# PROBLEM:
Go through the entries below and work out how many lines include "ceiling". Answer with the number only.
────────────────────
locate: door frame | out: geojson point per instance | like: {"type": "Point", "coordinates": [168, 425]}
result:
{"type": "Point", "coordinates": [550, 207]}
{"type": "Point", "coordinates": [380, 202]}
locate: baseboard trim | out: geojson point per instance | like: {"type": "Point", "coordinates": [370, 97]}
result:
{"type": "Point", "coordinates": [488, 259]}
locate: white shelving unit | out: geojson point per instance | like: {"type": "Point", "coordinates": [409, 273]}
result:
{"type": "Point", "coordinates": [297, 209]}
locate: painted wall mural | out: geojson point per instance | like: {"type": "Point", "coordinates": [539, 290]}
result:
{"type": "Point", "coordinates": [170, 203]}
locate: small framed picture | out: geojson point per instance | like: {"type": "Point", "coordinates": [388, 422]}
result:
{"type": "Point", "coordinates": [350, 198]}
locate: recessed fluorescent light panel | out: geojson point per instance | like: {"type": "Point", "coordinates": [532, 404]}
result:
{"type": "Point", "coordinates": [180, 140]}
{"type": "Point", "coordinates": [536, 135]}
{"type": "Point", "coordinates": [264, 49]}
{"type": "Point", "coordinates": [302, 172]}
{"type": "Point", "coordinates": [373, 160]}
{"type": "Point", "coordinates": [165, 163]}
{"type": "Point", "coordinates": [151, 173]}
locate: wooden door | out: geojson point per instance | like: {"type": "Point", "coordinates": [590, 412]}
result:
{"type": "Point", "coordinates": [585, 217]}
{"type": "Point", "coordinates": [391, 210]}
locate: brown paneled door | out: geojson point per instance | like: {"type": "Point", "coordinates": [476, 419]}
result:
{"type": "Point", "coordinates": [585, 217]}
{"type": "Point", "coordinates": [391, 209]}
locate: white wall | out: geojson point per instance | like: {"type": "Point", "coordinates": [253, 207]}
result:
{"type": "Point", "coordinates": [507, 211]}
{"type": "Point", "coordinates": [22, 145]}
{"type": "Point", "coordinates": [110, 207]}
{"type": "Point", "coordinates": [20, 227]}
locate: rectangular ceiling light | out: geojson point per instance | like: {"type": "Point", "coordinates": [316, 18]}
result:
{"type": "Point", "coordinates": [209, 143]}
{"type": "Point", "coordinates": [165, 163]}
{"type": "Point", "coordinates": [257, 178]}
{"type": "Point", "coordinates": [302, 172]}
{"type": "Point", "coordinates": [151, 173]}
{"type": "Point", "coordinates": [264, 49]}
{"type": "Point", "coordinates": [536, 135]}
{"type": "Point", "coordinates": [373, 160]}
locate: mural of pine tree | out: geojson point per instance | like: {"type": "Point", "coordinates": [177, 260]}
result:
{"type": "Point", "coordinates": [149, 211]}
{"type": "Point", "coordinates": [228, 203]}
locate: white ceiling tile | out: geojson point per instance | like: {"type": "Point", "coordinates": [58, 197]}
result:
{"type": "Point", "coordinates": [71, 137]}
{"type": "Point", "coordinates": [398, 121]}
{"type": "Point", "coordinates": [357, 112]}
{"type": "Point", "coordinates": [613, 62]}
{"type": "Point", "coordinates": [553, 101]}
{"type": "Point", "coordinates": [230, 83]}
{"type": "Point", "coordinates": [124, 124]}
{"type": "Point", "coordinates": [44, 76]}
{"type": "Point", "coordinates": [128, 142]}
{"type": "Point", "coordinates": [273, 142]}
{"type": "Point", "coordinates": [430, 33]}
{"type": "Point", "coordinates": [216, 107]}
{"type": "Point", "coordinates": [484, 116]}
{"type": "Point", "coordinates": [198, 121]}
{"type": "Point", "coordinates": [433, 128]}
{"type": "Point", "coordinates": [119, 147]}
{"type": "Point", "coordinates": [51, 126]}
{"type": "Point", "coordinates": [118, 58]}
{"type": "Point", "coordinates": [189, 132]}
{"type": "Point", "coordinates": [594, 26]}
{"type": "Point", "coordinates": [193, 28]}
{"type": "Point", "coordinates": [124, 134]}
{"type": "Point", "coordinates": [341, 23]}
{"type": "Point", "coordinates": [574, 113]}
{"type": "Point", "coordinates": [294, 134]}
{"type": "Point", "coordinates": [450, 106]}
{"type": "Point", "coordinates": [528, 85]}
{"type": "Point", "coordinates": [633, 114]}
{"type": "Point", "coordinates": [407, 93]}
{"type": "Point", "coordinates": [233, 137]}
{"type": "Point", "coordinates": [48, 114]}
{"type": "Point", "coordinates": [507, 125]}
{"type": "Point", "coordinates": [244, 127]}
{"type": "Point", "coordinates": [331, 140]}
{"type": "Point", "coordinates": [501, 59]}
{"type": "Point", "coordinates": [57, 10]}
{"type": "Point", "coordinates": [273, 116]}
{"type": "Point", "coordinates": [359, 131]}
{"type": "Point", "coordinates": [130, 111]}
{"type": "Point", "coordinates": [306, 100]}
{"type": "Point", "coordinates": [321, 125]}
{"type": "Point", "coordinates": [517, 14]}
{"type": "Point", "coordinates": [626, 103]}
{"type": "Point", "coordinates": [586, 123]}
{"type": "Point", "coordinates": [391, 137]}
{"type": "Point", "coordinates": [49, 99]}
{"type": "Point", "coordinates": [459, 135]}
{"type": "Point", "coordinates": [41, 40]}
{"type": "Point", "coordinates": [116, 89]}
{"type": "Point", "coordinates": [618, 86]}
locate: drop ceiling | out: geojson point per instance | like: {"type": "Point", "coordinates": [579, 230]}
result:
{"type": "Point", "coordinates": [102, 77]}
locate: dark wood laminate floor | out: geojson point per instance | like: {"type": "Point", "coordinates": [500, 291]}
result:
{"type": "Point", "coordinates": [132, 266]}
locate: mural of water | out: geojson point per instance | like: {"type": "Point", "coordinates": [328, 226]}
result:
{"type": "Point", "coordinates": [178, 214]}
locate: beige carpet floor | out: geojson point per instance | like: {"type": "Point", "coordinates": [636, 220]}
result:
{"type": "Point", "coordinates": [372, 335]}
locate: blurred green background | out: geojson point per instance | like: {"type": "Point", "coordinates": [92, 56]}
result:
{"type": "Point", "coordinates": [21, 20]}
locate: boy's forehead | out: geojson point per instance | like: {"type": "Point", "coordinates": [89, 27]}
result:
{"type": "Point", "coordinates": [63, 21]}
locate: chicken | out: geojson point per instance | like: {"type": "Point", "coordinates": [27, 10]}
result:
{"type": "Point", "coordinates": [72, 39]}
────────────────────
# ANSWER BELOW:
3